### Exercise objective:
Show every line of the data below that includes the word "carved".
● ● ● ●
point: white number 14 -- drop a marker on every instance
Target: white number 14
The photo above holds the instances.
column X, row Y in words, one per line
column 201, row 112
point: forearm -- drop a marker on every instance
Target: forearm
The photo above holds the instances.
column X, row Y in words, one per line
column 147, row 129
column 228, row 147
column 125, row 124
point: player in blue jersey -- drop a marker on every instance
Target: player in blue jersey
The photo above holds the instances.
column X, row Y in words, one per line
● ● ● ●
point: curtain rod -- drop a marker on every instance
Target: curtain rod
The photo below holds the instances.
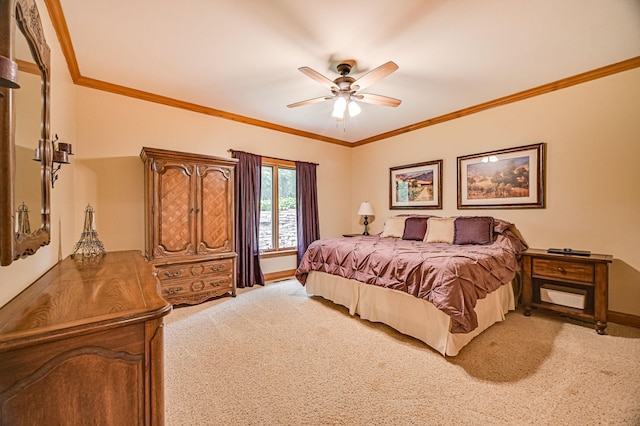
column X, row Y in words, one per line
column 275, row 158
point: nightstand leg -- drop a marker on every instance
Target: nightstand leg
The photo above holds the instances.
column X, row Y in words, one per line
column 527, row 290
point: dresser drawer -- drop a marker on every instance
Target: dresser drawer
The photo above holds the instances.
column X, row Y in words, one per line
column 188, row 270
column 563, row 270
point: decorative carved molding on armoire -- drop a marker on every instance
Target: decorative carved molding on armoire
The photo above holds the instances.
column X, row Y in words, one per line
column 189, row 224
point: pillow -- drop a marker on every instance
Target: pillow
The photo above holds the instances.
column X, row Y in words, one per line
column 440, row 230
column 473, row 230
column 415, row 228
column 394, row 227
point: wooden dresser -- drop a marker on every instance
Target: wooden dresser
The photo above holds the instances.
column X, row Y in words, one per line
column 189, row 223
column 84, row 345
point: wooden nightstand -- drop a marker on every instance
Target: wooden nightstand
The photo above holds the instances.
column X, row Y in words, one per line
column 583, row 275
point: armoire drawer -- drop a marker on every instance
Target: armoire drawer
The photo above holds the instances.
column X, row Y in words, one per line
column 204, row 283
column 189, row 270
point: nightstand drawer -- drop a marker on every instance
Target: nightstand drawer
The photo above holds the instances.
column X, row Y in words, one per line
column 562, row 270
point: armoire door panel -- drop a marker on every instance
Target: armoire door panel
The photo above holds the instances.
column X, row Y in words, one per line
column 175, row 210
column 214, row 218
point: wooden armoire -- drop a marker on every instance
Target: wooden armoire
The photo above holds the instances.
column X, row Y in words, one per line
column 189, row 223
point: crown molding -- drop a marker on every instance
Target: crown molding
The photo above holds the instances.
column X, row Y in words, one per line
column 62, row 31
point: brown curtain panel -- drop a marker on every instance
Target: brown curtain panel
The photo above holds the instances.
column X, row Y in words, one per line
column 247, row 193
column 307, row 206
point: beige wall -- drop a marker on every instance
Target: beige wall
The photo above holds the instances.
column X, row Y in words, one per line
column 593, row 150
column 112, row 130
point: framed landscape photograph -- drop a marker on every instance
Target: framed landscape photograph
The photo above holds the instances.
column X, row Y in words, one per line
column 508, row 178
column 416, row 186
● ● ● ●
### Expected answer:
point: decorative carved molding on armoire -- drop a marker on every instance
Target: decorative carved molding on armoire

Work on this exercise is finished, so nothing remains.